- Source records
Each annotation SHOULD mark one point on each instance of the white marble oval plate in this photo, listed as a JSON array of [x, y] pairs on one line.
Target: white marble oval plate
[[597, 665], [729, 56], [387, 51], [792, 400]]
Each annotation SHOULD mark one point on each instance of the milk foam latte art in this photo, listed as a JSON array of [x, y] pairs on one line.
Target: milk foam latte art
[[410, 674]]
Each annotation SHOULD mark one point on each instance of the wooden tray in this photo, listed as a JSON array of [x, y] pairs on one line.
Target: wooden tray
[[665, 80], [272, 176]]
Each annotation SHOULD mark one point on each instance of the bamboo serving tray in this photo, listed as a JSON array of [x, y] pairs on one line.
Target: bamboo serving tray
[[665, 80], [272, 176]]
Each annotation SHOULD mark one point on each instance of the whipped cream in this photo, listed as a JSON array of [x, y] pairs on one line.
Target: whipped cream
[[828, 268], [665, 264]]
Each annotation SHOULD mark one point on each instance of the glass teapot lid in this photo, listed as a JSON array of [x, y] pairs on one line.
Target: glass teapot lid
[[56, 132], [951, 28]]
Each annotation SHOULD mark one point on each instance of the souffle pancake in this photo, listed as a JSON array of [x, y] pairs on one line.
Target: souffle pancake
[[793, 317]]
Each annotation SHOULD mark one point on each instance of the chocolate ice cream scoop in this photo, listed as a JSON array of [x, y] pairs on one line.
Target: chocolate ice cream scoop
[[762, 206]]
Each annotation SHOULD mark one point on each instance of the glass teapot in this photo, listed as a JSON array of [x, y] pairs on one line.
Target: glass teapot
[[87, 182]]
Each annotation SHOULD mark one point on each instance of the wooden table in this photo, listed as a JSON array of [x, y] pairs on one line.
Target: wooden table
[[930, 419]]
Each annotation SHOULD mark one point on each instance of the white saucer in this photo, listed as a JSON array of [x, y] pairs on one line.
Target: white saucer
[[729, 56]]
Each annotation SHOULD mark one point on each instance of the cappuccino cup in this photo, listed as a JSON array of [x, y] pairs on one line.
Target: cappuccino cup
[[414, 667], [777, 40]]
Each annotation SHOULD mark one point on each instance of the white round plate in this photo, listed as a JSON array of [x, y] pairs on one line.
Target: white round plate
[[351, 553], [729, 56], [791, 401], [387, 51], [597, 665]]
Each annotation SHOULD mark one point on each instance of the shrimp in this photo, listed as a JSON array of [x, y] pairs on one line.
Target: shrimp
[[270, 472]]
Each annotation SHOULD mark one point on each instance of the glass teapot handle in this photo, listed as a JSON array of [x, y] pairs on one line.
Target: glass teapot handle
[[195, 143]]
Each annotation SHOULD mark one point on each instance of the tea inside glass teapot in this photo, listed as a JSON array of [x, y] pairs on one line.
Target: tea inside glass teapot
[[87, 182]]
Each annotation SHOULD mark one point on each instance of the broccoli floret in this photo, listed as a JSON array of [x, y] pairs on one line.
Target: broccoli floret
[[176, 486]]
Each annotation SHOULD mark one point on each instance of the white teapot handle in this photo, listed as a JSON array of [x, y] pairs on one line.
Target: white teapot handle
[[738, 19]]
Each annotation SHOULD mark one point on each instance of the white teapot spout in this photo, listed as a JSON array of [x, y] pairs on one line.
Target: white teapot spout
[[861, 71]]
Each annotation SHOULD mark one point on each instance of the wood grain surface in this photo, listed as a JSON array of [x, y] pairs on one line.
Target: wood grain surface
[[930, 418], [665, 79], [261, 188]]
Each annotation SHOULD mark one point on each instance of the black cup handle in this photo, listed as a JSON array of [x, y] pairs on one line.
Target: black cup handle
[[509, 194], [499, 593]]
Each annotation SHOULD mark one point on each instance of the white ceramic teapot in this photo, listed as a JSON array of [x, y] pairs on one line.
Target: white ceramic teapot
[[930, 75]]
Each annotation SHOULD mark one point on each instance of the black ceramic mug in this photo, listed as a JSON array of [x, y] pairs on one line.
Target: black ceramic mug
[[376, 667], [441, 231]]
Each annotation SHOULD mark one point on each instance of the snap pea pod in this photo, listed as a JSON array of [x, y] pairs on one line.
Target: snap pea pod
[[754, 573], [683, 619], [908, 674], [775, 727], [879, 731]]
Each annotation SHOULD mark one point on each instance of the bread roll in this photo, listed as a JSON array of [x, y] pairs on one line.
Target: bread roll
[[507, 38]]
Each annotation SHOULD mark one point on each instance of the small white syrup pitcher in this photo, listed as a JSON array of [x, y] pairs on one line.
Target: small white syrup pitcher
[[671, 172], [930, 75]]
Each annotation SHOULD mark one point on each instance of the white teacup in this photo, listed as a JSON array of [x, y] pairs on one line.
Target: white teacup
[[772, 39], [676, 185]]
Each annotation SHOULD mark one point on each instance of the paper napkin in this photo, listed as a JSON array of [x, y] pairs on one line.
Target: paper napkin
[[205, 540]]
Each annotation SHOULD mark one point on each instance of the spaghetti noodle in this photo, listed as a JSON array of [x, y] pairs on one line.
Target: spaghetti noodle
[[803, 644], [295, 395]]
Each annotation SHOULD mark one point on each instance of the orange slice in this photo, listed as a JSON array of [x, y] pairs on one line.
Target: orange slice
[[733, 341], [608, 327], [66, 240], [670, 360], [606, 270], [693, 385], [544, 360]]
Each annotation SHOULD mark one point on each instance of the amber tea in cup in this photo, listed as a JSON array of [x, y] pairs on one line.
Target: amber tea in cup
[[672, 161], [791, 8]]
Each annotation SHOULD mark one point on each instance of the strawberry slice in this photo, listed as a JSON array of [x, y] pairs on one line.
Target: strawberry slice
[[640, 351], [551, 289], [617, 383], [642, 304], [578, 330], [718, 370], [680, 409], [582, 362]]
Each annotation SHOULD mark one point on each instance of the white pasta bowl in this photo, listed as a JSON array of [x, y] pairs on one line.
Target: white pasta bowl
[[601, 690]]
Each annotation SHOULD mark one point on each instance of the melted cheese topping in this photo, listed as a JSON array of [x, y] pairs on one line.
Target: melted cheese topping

- WRITTEN REQUEST
Quote, word for word, every line starting at the one that contains "of the spaghetti" and ending with the final line of the entries.

- RESULT OF THIS EXERCISE
Each annotation SHOULD mark one point on each instance of the spaghetti noodle in this photo, listed as a JSON array of [x, y] pairs on one line.
Target: spaghetti noodle
[[803, 644], [295, 395]]
Each annotation SHOULD mark one point on each instance of the orange slice in this photo, listed as a JSON array of [x, y] pairs on one line.
Target: orange slice
[[733, 341], [608, 327], [66, 240], [670, 360], [606, 270], [693, 385], [544, 360]]
Each annotation SHOULD mark one point on each instance of the amber tea in cup in this photo, listed as a JSON array of [x, y] pairs on one line.
Target: amber tea in cup
[[672, 161], [791, 8]]
Each annotation SHOULD mark one point on each instance of the strawberry slice in this photo, listed as a JSON array of [x, y] pairs on one line.
Target: strawberry slice
[[640, 351], [551, 289], [617, 383], [642, 304], [578, 330], [718, 370], [680, 409], [582, 362]]
Each annotation SHOULD mark one point on each instance of the white pasta bowl in this photo, listed as a JSON array of [x, y] pairs on one line.
Target: white pasta bowl
[[601, 690]]
Each annotation SHOULD mark one point on each instance of the melted cheese topping in this photo, listed as a JSON array of [x, y] pairs on one line.
Target: melted cheese topping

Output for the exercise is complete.